BEGIN PROVIDED MATERIAL

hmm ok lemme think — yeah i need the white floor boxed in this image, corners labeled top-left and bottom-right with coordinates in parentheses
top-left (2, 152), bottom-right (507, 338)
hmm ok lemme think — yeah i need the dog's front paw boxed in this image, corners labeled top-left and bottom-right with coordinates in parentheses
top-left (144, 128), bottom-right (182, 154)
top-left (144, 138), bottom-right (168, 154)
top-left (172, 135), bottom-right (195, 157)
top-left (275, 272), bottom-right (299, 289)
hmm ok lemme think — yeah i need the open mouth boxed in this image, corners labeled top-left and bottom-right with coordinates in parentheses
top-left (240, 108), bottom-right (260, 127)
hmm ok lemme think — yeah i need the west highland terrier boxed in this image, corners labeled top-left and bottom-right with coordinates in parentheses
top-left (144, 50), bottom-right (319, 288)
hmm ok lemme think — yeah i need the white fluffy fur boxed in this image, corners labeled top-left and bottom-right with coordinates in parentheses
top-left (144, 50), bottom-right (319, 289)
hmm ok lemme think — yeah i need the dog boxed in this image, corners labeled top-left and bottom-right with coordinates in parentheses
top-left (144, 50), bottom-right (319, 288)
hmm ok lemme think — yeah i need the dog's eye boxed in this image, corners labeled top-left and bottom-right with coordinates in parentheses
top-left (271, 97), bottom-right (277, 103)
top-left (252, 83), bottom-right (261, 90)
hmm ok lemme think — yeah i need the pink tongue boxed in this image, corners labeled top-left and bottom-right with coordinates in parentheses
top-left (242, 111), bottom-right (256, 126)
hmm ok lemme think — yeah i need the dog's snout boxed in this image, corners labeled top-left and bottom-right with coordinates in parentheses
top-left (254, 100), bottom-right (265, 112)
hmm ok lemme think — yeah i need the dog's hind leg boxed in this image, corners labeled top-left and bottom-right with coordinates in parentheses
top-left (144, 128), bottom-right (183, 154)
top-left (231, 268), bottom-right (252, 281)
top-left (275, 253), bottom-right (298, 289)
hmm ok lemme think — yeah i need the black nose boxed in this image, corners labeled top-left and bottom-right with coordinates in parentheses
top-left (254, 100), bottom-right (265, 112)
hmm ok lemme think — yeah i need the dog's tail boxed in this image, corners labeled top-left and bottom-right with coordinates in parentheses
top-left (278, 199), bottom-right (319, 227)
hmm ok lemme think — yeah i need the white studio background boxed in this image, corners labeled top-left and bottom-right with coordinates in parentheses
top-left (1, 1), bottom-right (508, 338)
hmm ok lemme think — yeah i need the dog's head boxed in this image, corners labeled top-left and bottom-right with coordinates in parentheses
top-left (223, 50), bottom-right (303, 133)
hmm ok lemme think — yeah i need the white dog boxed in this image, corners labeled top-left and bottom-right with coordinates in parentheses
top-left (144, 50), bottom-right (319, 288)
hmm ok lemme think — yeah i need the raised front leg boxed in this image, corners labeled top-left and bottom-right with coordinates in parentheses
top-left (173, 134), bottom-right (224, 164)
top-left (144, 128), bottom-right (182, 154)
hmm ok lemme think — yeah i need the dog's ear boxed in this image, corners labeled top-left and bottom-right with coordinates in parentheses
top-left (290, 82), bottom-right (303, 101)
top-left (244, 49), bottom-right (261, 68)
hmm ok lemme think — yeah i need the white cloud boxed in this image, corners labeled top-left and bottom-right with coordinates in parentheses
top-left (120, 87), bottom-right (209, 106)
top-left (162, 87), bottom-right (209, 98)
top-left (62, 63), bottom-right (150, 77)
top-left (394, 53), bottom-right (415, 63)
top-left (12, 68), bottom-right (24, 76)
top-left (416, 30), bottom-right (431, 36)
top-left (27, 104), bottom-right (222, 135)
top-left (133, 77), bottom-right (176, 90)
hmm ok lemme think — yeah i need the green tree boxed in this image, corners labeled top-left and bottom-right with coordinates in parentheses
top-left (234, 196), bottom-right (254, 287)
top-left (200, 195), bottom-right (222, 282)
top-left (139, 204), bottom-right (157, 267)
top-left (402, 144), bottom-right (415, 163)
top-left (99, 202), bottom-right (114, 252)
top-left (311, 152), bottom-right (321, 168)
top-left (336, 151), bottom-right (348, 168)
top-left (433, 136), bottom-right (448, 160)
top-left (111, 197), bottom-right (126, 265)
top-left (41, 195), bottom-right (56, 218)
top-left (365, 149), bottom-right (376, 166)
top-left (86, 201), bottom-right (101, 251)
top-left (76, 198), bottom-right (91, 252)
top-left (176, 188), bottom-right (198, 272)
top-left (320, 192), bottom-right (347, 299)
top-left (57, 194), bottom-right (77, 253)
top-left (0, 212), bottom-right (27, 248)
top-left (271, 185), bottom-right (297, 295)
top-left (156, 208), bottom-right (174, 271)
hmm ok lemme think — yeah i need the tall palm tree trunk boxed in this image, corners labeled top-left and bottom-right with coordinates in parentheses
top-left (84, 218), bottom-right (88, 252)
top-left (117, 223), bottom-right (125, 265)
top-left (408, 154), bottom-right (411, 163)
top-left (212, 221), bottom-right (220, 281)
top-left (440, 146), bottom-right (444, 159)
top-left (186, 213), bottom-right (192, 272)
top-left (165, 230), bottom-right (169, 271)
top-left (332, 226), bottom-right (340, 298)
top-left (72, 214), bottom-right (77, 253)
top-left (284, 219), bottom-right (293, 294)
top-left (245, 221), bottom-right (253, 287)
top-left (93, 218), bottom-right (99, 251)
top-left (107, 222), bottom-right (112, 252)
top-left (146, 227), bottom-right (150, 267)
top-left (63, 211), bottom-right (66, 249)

END PROVIDED MATERIAL

WORK REQUEST
Every line of the data must be reproduced exactly.

TASK ANSWER
hmm ok lemme think — yeah i need the white floor boxed in this image, corners labeled top-left and bottom-right with coordinates in parentheses
top-left (2, 152), bottom-right (507, 338)
hmm ok lemme think — yeah i need the dog's front paw boxed in this image, corners labeled top-left and bottom-right with coordinates in parentheses
top-left (144, 128), bottom-right (182, 154)
top-left (144, 138), bottom-right (168, 154)
top-left (172, 135), bottom-right (195, 157)
top-left (275, 272), bottom-right (299, 289)
hmm ok lemme think — yeah i need the open mouth boxed in this image, corners labeled top-left and bottom-right with coordinates in parentheses
top-left (240, 108), bottom-right (260, 127)
hmm ok lemme think — yeah i need the west highland terrier boxed in this image, corners labeled top-left and bottom-right with coordinates in parentheses
top-left (144, 50), bottom-right (319, 288)
hmm ok lemme think — yeah i need the white fluffy fur boxed in this image, corners labeled top-left and bottom-right with coordinates in parentheses
top-left (144, 50), bottom-right (319, 289)
hmm ok lemme think — yeah i need the dog boxed in this image, corners labeled top-left and bottom-right with coordinates in parentheses
top-left (144, 50), bottom-right (319, 288)
hmm ok lemme think — yeah i need the dog's eye boxed in this image, corners labeled top-left and bottom-right with coordinates in parentheses
top-left (271, 97), bottom-right (277, 103)
top-left (252, 83), bottom-right (261, 90)
hmm ok lemme think — yeah i need the pink tongue boxed in this image, corners labeled top-left and bottom-right with coordinates in parentheses
top-left (242, 111), bottom-right (256, 126)
hmm ok lemme think — yeah i need the dog's snout boxed in this image, corners labeled top-left and bottom-right with coordinates in parentheses
top-left (254, 100), bottom-right (265, 112)
hmm ok lemme think — yeah i need the dog's hind leg boxed in this image, corners labeled top-left and bottom-right with coordinates in parentheses
top-left (144, 128), bottom-right (183, 154)
top-left (231, 268), bottom-right (252, 281)
top-left (275, 253), bottom-right (298, 289)
hmm ok lemme think — yeah i need the black nose boxed in this image, corners labeled top-left and bottom-right with coordinates in parentheses
top-left (254, 100), bottom-right (265, 112)
hmm ok lemme think — yeah i need the dog's tail boxed in this image, corners labeled top-left and bottom-right with coordinates in parentheses
top-left (278, 199), bottom-right (319, 227)
hmm ok lemme think — yeah i need the white studio background boxed in this image, corners labeled top-left and bottom-right with coordinates in parentheses
top-left (1, 1), bottom-right (508, 338)
hmm ok lemme think — yeah i need the dog's head boxed in this image, corners labeled top-left and bottom-right with coordinates in parentheses
top-left (223, 50), bottom-right (303, 133)
hmm ok lemme think — yeah i need the white dog boxed in this image, corners labeled top-left and bottom-right with coordinates in parentheses
top-left (144, 50), bottom-right (319, 288)
hmm ok lemme think — yeah i need the raised front leg boxed in this image, corners labeled top-left and bottom-right with coordinates in parentheses
top-left (173, 134), bottom-right (224, 164)
top-left (144, 128), bottom-right (182, 154)
hmm ok lemme think — yeah i need the dog's ear boxed in this image, corners labeled top-left and bottom-right with coordinates in parentheses
top-left (290, 82), bottom-right (303, 101)
top-left (244, 49), bottom-right (261, 68)
hmm ok lemme think — yeah i need the white cloud boxed in this image, corners labeled top-left and bottom-right with coordinates in parentheses
top-left (120, 87), bottom-right (209, 106)
top-left (162, 87), bottom-right (209, 98)
top-left (62, 63), bottom-right (150, 77)
top-left (394, 53), bottom-right (415, 63)
top-left (12, 68), bottom-right (24, 76)
top-left (416, 30), bottom-right (431, 36)
top-left (27, 104), bottom-right (222, 135)
top-left (133, 77), bottom-right (176, 90)
hmm ok lemme think — yeah i need the green tree boxed in this image, corners labeled top-left and bottom-right with coordinates in parentheses
top-left (234, 196), bottom-right (254, 287)
top-left (200, 195), bottom-right (222, 282)
top-left (139, 204), bottom-right (157, 267)
top-left (402, 144), bottom-right (415, 163)
top-left (99, 202), bottom-right (114, 252)
top-left (311, 152), bottom-right (321, 168)
top-left (336, 151), bottom-right (348, 168)
top-left (433, 136), bottom-right (448, 160)
top-left (111, 197), bottom-right (126, 265)
top-left (41, 195), bottom-right (56, 218)
top-left (365, 149), bottom-right (376, 166)
top-left (86, 201), bottom-right (101, 251)
top-left (76, 198), bottom-right (91, 252)
top-left (176, 188), bottom-right (198, 272)
top-left (320, 192), bottom-right (347, 299)
top-left (57, 194), bottom-right (77, 253)
top-left (0, 212), bottom-right (27, 248)
top-left (271, 185), bottom-right (297, 295)
top-left (156, 208), bottom-right (174, 271)
hmm ok lemme think — yeah i need the tall palm tree trunk boxed in this image, corners labeled top-left and bottom-right with coordinates in parentheses
top-left (84, 218), bottom-right (88, 252)
top-left (117, 223), bottom-right (125, 265)
top-left (408, 154), bottom-right (411, 163)
top-left (212, 221), bottom-right (220, 281)
top-left (440, 146), bottom-right (444, 159)
top-left (186, 213), bottom-right (192, 272)
top-left (165, 230), bottom-right (169, 271)
top-left (332, 226), bottom-right (340, 298)
top-left (72, 214), bottom-right (77, 253)
top-left (284, 219), bottom-right (293, 294)
top-left (245, 221), bottom-right (253, 287)
top-left (93, 218), bottom-right (99, 251)
top-left (107, 222), bottom-right (112, 252)
top-left (146, 227), bottom-right (150, 267)
top-left (63, 211), bottom-right (66, 249)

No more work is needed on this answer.